> Extrait
Plan de relance pour la montagne

Au-delà de ces mesures d’urgence, le gouvernement propose un "plan de relance pour le montagne", qui n’est ni plus ni moins que le plan montagne promis par le Premier ministre lors du dernier congrès de l’Anem (Association nationale des élus de la montagne) à Corte (voir notre article du 30 novembre 2020). Ce plan d’investissement piloté par l’ANCT sera élaboré "en lien avec les collectivités territoriales, les entreprises et l’ensemble des acteurs de la montagne". Il s’agit de "répondre à des enjeux structurels qui dépassent la situation de crise", précise l’entourage du Premier ministre : transition écologique, diversification des activités de montagne, tourisme deux ou quatre saisons, compétitivité par rapport à des destinations comme les États-Unis ou l’Autriche qui sont passés devant la France en termes de fréquentation. Ce plan sera lancé "dans les prochaines semaines", "au printemps", à l’issue d’une concertation.

"Notre objectif n’est pas de mettre ces territoires sous cloche, mais d’améliorer la qualité de vie de la population permanente, en donnant à tous les habitants la capacité d’être les pionniers d’un mode de vie plus intégré et plus respectueux de l’environnement particulièrement fragile des zones de montagne", avait expliqué le secrétaire d’État à la Ruralité, Joël Giraud, lors d’un débat sur la montagne au Sénat, le 12 janvier, émettant l’idée qu’un "fonds de résilience du tourisme en montagne" puisse s’adosser à ce plan "de façon à associer relance et transition écologique".

> Travail demandé
a) Pour chaque affirmation ci-dessous, dites si elle concorde avec le texte sur le plan de relance pour la montagne, par oui ou non, en citant les mots décisifs du texte. (i) Le plan d'investissement est piloté par l'ANCT. (ii) Le plan doit être lancé à l'automne. (iii) Joël Giraud s'est exprimé lors d'un débat au Sénat le 12 janvier.
b) Poursuivez, s'il vous plaît, le texte sur le plan de relance pour la montagne après sa dernière phrase.

(Données d'ancrage texte-région)
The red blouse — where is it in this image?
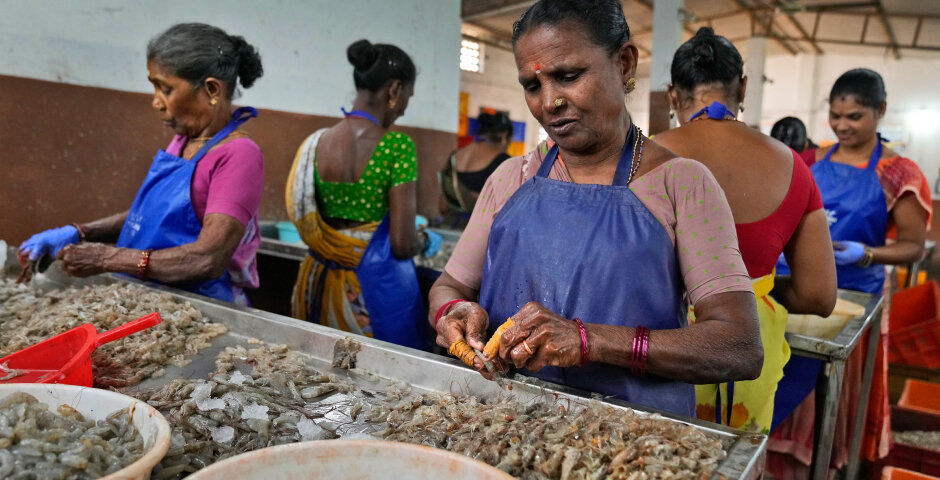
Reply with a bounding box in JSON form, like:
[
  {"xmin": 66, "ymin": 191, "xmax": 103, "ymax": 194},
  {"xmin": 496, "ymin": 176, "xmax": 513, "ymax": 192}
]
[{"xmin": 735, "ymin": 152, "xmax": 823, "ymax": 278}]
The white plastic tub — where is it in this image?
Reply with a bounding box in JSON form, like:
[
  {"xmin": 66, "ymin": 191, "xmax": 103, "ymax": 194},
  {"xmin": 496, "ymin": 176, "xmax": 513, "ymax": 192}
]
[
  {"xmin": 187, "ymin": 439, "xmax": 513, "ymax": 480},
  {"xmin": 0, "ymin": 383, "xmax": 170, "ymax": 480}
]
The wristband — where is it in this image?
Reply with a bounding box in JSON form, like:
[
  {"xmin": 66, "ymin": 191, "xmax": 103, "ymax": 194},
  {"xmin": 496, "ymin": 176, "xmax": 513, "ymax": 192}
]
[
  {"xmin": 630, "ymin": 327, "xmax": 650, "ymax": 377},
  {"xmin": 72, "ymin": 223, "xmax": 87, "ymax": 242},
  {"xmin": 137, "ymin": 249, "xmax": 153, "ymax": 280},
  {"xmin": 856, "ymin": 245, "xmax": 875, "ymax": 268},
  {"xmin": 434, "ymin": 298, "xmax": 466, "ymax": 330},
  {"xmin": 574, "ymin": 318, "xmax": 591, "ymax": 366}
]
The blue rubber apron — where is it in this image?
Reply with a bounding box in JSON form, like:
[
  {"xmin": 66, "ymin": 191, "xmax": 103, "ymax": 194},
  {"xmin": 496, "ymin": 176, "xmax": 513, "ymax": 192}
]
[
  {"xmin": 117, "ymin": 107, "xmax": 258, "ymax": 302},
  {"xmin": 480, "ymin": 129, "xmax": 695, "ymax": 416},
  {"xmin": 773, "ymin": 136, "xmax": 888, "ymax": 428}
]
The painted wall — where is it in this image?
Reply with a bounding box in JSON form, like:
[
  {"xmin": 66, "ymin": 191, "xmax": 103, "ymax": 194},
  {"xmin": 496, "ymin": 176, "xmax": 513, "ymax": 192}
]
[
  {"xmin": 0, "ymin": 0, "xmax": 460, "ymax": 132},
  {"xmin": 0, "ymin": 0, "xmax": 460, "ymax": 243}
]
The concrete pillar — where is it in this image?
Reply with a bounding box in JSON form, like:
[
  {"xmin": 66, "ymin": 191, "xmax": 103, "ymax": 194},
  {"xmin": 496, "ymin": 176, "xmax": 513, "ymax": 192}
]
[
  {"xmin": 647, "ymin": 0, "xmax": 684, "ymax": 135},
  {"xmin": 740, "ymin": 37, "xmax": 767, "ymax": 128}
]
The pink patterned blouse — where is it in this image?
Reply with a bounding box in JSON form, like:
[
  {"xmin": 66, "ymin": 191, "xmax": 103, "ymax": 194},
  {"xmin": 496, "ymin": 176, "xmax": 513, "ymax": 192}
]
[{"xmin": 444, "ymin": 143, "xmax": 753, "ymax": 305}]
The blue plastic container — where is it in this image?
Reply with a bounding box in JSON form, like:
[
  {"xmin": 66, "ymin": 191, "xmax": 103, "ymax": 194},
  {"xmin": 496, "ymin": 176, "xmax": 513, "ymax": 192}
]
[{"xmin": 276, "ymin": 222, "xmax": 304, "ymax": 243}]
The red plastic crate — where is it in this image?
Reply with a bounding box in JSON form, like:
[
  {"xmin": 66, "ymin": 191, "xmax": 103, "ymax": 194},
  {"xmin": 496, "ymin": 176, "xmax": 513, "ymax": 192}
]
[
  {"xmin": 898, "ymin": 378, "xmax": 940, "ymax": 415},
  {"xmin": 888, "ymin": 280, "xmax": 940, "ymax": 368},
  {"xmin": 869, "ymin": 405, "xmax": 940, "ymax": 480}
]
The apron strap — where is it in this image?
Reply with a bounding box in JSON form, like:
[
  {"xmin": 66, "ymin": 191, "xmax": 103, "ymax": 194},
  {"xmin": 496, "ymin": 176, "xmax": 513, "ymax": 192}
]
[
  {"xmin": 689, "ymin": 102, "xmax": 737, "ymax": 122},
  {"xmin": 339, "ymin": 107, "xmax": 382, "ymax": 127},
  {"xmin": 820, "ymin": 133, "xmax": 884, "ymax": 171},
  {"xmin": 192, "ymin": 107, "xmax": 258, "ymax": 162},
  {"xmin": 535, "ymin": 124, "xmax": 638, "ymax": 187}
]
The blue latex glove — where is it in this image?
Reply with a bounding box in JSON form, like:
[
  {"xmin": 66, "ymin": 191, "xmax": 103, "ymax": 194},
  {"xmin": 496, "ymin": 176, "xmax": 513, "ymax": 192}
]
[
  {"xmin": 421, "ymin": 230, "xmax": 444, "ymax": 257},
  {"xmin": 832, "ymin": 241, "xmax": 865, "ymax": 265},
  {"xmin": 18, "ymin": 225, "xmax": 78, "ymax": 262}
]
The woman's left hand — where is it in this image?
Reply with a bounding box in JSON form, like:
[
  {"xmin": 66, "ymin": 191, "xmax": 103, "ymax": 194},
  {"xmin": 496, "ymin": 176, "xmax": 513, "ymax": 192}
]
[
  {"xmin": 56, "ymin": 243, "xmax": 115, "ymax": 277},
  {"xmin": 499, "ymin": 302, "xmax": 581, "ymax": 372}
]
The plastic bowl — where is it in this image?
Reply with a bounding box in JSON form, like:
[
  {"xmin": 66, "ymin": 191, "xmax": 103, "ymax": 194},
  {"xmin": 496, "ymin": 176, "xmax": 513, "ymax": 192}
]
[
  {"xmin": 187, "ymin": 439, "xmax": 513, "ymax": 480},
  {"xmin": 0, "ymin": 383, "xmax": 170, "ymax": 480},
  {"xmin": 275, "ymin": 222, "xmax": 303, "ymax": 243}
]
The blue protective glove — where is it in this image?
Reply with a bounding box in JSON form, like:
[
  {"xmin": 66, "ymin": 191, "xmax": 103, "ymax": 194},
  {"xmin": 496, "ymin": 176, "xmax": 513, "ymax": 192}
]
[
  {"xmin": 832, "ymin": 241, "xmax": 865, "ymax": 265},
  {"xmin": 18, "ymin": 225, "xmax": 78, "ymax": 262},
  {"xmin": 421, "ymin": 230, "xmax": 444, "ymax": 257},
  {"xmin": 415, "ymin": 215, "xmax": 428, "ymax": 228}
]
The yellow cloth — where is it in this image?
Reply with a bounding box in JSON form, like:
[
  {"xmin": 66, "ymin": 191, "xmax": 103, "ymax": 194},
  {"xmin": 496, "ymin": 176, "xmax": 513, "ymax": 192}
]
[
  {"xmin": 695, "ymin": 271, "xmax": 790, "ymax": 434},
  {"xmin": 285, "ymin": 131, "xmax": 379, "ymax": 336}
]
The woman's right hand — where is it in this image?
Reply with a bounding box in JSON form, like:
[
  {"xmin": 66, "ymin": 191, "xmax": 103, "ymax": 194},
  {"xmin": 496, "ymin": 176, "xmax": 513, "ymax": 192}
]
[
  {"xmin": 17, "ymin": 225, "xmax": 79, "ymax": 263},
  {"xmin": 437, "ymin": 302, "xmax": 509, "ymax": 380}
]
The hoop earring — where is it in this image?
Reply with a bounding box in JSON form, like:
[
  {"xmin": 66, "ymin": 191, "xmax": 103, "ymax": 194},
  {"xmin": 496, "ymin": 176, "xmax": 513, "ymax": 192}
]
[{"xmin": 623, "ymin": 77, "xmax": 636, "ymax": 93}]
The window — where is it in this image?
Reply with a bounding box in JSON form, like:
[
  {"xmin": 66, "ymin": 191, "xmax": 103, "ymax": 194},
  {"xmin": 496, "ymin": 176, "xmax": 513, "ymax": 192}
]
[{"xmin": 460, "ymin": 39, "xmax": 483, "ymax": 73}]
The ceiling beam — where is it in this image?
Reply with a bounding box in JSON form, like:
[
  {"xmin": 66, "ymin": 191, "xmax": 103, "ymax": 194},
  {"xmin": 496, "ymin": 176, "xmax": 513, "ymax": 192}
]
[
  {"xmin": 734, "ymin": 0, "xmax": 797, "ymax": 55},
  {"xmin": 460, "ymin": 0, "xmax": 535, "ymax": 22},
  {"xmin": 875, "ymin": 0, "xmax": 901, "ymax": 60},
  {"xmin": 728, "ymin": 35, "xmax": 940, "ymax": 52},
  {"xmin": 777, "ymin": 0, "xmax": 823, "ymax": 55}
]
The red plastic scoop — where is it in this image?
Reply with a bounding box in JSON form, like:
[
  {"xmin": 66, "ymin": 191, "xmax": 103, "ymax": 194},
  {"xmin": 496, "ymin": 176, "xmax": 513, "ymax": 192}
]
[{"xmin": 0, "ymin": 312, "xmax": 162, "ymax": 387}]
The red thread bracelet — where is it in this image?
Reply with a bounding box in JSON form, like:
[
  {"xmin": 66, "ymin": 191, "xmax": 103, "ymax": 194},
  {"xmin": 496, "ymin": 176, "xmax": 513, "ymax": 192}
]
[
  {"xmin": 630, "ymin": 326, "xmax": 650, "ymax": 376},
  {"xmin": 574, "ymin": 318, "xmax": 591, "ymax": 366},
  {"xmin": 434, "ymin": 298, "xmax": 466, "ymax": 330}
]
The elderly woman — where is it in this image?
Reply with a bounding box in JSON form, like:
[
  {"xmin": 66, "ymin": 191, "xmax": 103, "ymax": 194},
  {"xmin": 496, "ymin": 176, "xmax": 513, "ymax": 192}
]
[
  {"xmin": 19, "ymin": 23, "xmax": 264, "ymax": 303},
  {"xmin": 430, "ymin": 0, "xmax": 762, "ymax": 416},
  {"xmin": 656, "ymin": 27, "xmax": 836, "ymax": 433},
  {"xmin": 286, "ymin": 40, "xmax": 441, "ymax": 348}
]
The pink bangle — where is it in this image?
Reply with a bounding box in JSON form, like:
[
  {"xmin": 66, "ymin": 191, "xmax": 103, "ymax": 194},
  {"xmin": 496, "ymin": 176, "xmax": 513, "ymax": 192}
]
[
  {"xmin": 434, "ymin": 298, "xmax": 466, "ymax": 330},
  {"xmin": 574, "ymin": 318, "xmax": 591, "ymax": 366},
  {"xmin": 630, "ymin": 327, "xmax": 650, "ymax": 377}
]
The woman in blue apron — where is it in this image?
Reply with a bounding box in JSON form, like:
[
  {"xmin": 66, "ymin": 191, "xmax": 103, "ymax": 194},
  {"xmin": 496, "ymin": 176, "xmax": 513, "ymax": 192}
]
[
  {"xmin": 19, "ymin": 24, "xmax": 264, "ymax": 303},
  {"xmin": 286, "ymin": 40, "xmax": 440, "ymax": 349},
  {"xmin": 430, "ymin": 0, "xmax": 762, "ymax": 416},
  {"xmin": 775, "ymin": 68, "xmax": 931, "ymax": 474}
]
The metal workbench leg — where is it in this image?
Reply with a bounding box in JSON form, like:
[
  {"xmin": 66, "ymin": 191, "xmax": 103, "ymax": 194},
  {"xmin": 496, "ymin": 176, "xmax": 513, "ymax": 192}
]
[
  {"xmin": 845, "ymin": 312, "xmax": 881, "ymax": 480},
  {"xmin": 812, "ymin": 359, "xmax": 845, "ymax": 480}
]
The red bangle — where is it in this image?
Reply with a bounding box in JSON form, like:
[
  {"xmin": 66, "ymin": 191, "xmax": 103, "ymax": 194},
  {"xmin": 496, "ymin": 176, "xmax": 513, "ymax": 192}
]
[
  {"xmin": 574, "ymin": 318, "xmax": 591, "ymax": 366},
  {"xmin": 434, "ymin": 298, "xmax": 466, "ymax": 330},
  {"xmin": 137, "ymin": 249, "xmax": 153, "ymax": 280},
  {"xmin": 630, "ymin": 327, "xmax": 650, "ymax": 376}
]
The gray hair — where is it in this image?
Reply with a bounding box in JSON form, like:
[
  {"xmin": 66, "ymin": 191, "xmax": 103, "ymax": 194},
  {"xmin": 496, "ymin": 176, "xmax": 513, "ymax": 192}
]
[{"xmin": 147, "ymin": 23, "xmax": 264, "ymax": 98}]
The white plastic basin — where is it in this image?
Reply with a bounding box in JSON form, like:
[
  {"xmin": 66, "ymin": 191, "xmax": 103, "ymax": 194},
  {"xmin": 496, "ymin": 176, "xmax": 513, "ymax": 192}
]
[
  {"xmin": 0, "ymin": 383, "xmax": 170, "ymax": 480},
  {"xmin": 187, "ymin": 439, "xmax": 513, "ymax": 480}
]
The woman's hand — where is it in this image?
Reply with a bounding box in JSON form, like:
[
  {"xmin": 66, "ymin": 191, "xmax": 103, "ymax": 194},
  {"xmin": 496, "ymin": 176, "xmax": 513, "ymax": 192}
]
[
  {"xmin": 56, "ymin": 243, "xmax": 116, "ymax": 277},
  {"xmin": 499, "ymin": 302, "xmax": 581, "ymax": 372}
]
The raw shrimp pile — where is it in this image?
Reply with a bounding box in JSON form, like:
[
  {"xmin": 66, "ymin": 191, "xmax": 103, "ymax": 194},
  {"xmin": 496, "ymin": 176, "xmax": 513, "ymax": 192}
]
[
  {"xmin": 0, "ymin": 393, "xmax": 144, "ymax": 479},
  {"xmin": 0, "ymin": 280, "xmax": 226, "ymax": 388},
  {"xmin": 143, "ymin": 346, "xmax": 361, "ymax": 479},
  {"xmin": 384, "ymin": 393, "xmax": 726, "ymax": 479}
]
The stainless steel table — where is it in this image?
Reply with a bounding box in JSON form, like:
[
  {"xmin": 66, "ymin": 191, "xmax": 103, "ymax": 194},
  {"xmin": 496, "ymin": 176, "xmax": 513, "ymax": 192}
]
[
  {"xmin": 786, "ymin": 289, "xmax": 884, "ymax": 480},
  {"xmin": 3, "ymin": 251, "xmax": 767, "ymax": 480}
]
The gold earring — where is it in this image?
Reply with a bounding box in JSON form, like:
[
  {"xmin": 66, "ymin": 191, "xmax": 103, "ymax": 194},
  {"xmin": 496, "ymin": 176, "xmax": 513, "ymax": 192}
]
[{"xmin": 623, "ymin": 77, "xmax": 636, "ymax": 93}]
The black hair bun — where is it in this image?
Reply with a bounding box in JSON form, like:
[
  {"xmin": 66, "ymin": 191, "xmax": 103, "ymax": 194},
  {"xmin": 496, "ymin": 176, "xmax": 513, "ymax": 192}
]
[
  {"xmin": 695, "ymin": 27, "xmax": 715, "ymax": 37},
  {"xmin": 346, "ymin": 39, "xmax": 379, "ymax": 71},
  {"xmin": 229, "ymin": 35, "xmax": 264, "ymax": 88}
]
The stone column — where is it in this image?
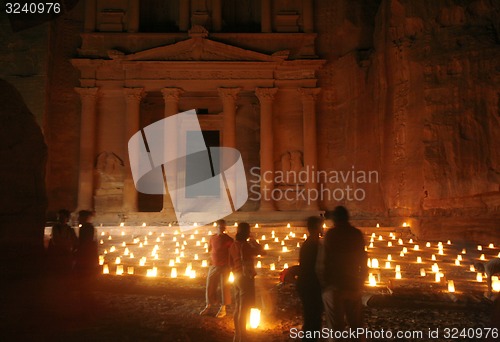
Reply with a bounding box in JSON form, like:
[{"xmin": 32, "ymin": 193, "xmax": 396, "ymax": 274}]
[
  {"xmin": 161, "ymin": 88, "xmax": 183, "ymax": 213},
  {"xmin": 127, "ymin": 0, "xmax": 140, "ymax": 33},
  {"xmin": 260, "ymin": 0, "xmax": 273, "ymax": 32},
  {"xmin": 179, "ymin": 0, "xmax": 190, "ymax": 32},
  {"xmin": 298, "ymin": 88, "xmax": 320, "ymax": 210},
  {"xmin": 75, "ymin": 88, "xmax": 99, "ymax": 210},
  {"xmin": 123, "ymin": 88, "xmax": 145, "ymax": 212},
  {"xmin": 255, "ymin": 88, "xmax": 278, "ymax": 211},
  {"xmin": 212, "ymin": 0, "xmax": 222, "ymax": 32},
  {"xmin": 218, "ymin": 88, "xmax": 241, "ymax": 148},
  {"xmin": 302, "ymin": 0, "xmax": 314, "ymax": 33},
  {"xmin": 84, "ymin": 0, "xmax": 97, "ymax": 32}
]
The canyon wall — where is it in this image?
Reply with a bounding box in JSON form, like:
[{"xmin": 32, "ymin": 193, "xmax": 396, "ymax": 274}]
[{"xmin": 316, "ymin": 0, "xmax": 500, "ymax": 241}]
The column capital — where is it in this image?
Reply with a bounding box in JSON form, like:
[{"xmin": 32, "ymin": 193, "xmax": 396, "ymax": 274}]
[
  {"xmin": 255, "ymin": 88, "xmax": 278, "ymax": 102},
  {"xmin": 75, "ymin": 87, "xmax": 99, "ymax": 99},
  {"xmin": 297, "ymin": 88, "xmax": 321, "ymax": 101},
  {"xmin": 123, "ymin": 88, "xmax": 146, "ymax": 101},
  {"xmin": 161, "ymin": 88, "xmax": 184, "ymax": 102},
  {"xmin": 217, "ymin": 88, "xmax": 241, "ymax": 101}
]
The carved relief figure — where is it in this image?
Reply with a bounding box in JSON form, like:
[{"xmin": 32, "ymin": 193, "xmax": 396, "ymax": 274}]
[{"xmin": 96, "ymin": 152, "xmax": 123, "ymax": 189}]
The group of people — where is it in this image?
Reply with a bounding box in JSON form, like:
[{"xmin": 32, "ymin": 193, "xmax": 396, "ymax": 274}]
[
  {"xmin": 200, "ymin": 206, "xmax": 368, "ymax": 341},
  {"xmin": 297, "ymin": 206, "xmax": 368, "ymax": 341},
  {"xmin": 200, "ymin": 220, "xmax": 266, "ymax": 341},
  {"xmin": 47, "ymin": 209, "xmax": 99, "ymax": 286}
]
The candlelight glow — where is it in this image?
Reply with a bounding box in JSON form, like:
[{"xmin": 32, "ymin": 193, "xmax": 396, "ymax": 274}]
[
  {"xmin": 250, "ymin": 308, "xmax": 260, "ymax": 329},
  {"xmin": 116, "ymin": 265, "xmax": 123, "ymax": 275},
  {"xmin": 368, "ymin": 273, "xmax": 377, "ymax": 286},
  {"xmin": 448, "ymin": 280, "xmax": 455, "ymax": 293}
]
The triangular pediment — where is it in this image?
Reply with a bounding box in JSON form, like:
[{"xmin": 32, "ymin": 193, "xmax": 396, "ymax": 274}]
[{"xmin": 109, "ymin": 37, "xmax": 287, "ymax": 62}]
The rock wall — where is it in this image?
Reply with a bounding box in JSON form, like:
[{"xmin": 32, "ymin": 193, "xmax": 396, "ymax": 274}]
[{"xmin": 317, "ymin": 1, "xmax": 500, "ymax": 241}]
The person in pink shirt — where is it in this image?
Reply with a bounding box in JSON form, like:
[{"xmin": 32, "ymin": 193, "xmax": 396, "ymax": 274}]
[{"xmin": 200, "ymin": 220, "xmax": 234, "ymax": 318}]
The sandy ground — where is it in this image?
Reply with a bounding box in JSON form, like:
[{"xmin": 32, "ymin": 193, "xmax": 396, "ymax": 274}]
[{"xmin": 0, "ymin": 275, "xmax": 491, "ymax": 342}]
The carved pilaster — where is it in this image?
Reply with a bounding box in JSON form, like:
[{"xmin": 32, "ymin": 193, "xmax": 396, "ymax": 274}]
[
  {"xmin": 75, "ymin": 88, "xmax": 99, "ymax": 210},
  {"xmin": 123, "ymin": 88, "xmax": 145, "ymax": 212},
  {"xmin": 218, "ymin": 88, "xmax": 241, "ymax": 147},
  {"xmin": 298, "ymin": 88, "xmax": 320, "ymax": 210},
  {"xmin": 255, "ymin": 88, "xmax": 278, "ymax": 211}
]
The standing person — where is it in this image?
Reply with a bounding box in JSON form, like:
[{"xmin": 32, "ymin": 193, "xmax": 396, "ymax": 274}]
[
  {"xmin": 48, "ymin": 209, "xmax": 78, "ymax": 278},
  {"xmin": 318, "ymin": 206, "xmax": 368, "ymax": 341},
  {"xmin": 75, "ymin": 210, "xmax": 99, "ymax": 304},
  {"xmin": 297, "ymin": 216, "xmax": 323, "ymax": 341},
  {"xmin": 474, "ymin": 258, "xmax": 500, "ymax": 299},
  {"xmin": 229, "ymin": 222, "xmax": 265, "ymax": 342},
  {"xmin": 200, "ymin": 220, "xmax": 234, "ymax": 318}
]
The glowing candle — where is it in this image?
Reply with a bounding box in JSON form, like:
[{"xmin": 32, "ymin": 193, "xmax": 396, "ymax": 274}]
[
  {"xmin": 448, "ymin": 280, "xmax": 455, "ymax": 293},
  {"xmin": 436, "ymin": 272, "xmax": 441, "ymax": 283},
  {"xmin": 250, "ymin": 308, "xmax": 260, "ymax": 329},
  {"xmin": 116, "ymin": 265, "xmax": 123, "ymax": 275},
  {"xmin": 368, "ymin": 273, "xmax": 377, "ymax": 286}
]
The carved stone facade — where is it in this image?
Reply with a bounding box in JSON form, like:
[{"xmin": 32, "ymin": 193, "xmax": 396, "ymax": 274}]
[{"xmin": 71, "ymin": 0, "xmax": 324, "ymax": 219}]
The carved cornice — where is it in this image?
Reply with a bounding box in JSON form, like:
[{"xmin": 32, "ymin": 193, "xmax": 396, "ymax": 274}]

> Réponses
a)
(i) Oui : « Ce plan d’investissement piloté par l’ANCT ».
(ii) Non : « au printemps ».
(iii) Oui : « lors d’un débat sur la montagne au Sénat, le 12 janvier ».

b)
Un "filet de sécurité" pour les collectivités

Mais les collectivités attendent aussi des précisions sur les mesures de compensations qui les concernent alors qu’elles voient leur recettes (taxes de séjour, taxes sur les remontées mécaniques, redevances DSP, d’assainissement, de stationnement, SEM…) fondre comme neige. Elles disposeront d’un "filet de sécurité" sur les recettes comme celui déjà mis en place en 2020, a expliqué Jean-Baptiste Lemoyne. Ce dispositif vise à garantir à chaque commune et intercommunalité que ses recettes fiscales et domaniales comme la taxe sur les remontées mécaniques ne soient pas inférieures en 2021 à la moyenne des recettes perçues au cours des trois dernières années. Ce qui permet d’ "éviter les à-coups", a expliqué le secrétaire d’État au Tourisme. Pour la taxe de séjour, l’année 2019 – qui a vu un ajustement au profit des communes de montagne – sert de référence. "Pus de 300 communes de montagne ont donc reçu un acompte en novembre. Le calcul définitif et individualisé pour 2020 aura lieu avant le 31 mai", avait précisé Joël Giraud le 12 janvier.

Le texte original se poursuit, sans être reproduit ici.